> **Written problem**
Copy the records below line for line, with no changes.

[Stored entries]
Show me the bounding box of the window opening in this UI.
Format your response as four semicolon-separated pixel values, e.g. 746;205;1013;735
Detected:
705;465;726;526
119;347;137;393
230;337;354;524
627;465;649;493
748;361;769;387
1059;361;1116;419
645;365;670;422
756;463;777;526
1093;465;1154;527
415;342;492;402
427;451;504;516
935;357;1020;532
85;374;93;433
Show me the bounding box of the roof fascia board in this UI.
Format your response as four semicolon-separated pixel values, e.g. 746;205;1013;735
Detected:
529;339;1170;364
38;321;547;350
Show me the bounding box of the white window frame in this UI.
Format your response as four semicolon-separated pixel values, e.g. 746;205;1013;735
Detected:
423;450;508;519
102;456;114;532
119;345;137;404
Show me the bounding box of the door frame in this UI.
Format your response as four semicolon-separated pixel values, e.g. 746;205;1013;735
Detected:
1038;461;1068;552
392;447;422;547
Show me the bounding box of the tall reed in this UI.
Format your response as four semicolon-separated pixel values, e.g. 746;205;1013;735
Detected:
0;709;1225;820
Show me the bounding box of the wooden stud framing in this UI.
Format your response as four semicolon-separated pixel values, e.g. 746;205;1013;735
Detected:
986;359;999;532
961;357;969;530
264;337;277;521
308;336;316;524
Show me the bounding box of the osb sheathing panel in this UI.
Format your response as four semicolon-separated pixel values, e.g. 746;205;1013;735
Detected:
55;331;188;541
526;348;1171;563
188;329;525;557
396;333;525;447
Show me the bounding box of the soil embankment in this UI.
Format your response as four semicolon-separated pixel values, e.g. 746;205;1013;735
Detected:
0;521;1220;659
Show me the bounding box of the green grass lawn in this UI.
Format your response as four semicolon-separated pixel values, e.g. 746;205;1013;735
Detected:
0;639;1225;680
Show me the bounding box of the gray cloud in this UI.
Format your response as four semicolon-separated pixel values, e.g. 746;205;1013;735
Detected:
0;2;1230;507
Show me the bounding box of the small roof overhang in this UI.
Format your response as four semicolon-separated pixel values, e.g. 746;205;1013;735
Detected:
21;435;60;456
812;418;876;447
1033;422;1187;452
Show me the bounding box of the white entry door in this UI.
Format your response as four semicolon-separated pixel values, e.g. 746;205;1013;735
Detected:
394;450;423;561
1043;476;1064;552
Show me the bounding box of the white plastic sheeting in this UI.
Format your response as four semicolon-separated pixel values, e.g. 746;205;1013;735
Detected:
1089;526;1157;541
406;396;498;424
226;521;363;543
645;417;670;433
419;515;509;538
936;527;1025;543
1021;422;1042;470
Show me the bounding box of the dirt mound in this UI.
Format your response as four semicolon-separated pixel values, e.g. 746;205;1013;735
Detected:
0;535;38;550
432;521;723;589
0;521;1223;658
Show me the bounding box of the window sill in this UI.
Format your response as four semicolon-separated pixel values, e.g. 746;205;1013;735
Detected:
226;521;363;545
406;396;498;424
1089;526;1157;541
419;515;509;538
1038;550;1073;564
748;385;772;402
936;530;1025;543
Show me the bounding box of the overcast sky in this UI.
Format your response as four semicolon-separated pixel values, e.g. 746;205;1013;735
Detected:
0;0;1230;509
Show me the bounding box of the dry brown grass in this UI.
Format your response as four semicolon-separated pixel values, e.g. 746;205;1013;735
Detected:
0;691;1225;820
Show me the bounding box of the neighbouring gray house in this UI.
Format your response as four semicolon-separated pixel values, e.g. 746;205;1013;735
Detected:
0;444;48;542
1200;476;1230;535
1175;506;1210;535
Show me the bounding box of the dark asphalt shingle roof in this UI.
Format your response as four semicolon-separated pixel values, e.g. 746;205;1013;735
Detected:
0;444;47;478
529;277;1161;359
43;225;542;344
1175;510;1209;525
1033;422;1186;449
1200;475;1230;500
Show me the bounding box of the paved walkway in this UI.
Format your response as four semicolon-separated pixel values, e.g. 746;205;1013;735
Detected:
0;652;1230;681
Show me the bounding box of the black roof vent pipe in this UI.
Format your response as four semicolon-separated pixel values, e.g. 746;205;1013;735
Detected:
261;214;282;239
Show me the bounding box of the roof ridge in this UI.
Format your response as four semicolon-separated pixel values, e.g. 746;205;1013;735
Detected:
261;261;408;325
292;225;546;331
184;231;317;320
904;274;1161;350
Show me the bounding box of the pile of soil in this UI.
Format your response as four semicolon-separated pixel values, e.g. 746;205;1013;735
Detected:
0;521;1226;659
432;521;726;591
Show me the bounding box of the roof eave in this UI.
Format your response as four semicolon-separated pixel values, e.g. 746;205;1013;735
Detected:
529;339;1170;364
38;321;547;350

> **Result for this exercise**
Show me the bounding box of the window opening in this UI.
Format your response as four semicolon-separated pixel values, e.g. 746;205;1013;735
Detected:
705;465;726;526
119;347;137;393
230;337;354;524
627;465;649;493
748;361;769;387
1059;361;1116;419
645;365;670;422
756;463;777;526
1093;465;1154;527
415;342;492;402
427;451;504;516
935;357;1020;532
85;374;93;433
Show me the bounding box of the roof fascia board in this UI.
Format your response as four semicolon-separated pixel values, e.g. 746;205;1013;735
Detected:
529;339;1170;364
38;321;547;350
Show me the bounding box of the white window frame in this UI.
Format your response as four semicolon-separated pixel values, e.g. 746;205;1013;735
Detected:
423;450;508;519
102;456;114;532
119;345;137;404
Show me the bounding box of the door frame in this UI.
Format your response as four semicolon-separated pixel values, e.g. 746;205;1013;735
Detected:
1038;461;1068;552
392;447;422;547
Show me the bounding box of the tall reed in this UI.
Format your response as four semicolon-separated pixel values, e.g. 746;205;1013;735
Detected:
0;709;1225;820
Show me the bounding box of the wooden stud framing in this UI.
Format your response as four semicolon-separated pixel values, e.g. 746;205;1013;735
Detected:
986;359;999;532
961;357;969;530
264;337;277;521
308;336;316;524
Show me the bounding box of the osb sheathing panel in this UI.
Format your response as four semicolon-separated pixel values, e.g. 746;205;1013;735
Detected:
55;331;188;541
526;348;1171;563
188;329;525;557
396;333;525;447
Show me the bounding box of the soil embankment in this UI.
Format your response as four semicolon-separated pixel values, e.g. 746;205;1013;735
Detected:
0;521;1220;659
Show me the bounding box of the green grass lawn in this UI.
Format your response as four semicolon-separated pixel values, e.g. 746;205;1013;735
Detected:
0;639;1225;680
Show me the bounding box of the gray cloud in this UI.
Format your response as four semicolon-separated pixel values, e.g. 746;205;1013;735
Detected:
0;2;1230;507
Show me the bounding box of the small roof overhang in this UI.
Format your response as four semicolon-separated pixel values, e.g. 746;205;1013;735
Detected:
21;435;60;456
812;418;876;447
1033;422;1187;452
Show me the bounding box of the white entry door in this UI.
Format your response as four semicolon-separated pixel values, e.g. 746;205;1013;735
Detected:
394;450;423;561
1043;476;1064;552
Show me the bounding box of the white plastic sheeting in this UI.
Format your response as four semicolon-separated pixel values, e.g. 746;205;1013;735
Detected:
1089;526;1157;541
406;396;498;424
226;521;363;543
645;417;670;433
419;515;509;538
936;527;1025;543
1021;422;1042;470
Show me the bounding box of the dirt mound in this UI.
Format your response as four semicolon-separated pixel values, e.g. 746;205;1013;735
Detected:
0;535;38;550
432;521;723;589
0;521;1223;658
Show me the bounding box of the window sill in this UI.
Format your response as four semicolon-separated pixel values, e.g. 746;205;1013;735
Detected:
226;521;363;545
406;396;498;424
1089;526;1157;541
419;515;509;538
1038;550;1073;564
748;385;772;402
936;530;1025;543
Show me the bounding box of the overcast sky in this UI.
Format your response as four semicolon-separated pixel values, e.g. 746;205;1013;735
Detected:
0;0;1230;509
Show me the bounding box of the dry brown grass in this UI.
Format your response as four semicolon-separated pixel values, e.g. 746;205;1013;735
Detected:
0;691;1225;820
Show me the bounding box of the neighbouring gray house in this UI.
Format your response as four semicolon-separated pixel values, e.g. 746;205;1013;735
Detected:
0;444;48;542
1200;476;1230;535
1175;506;1210;535
Show me the bounding box of the dark asphalt shingle roof in this UI.
Format your response as four semicolon-separated pixel values, e.g. 746;205;1013;735
Detected:
0;444;47;478
529;277;1161;359
43;225;542;344
1175;510;1209;525
1033;422;1186;449
1200;475;1230;500
Show me the bounding box of the paved walkway in this UI.
Format your response as four semicolon-separated pixel values, e.g. 746;205;1013;735
Detected:
0;652;1230;681
Show me the bounding box of the black roof vent pipe in this UI.
Format your response as four semicolon-separated pixel values, e.g. 746;205;1013;735
Detected:
261;214;282;239
Show me the bounding box of the roof ridge in this UI.
Format your response as four semicolon-separated pixel values, e.g. 746;205;1013;735
Detected:
261;261;408;325
292;225;546;331
184;231;317;320
904;274;1161;350
Show me the bounding box of the pile of soil in this UI.
Format your response as four semicolon-separated pixel values, e.g. 746;205;1013;735
Detected:
0;521;1226;659
432;521;726;591
Show me the bounding box of the roof eave in this UI.
Format your response as four semicolon-separated pixel values, e.g. 746;205;1013;735
Detected:
529;339;1170;364
38;321;547;350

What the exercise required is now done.